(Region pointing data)
*** Block opens ***
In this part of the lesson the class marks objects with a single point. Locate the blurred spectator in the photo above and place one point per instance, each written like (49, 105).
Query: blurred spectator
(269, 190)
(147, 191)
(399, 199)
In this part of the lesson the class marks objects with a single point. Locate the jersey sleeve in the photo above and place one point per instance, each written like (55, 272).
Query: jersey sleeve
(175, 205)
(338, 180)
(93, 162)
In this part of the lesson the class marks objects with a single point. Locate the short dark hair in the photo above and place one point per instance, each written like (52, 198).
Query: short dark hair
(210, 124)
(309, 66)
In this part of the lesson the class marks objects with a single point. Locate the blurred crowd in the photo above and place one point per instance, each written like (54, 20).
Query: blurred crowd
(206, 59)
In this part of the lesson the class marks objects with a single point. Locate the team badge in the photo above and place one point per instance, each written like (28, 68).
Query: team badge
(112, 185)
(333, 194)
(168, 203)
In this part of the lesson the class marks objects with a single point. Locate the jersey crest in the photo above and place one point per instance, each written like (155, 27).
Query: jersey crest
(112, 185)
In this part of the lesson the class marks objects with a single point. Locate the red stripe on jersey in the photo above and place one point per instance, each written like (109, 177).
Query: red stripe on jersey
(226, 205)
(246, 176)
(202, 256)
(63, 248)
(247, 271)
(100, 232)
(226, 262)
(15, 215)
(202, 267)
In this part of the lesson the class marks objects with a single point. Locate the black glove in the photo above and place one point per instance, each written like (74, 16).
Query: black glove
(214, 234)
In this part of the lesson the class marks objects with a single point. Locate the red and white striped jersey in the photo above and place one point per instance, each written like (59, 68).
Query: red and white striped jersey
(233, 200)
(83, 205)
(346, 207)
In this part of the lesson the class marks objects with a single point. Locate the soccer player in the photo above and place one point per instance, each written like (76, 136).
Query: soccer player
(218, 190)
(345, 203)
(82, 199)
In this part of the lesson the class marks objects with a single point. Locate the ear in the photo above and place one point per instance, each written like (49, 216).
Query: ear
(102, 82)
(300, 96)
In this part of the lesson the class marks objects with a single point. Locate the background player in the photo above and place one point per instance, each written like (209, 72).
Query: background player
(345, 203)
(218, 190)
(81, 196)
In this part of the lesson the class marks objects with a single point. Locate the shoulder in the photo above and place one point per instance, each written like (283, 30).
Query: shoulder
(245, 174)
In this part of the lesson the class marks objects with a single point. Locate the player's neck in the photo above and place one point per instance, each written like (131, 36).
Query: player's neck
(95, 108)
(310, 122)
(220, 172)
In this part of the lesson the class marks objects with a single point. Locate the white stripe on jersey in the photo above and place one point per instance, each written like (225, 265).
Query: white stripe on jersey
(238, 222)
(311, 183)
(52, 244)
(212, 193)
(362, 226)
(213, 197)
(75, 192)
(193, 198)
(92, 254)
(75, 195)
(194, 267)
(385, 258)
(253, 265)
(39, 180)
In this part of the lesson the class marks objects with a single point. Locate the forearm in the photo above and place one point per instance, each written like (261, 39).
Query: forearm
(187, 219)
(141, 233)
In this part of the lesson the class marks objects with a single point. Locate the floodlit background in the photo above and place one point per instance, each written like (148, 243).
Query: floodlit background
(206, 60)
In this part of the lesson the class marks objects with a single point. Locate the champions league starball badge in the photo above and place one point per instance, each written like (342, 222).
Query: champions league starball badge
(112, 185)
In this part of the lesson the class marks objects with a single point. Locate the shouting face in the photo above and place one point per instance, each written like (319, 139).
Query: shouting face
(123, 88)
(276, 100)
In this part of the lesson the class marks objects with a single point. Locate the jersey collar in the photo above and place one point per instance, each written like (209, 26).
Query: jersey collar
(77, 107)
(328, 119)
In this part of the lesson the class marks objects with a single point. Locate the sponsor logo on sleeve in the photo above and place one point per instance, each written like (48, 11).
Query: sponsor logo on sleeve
*** Block closes ***
**ACTION ITEM:** The reply must consist solely of the lines from the one containing "Query: jersey collar" through the last line of the data, reproduced exactly.

**TASK RESPONSE:**
Query: jersey collar
(77, 107)
(328, 119)
In this part of the lesson the class marks objects with a single point. Locate the sponsor logo on sleeve in the photo above and place one point per instance, each written like (48, 11).
Query: sponsor logo on sleeve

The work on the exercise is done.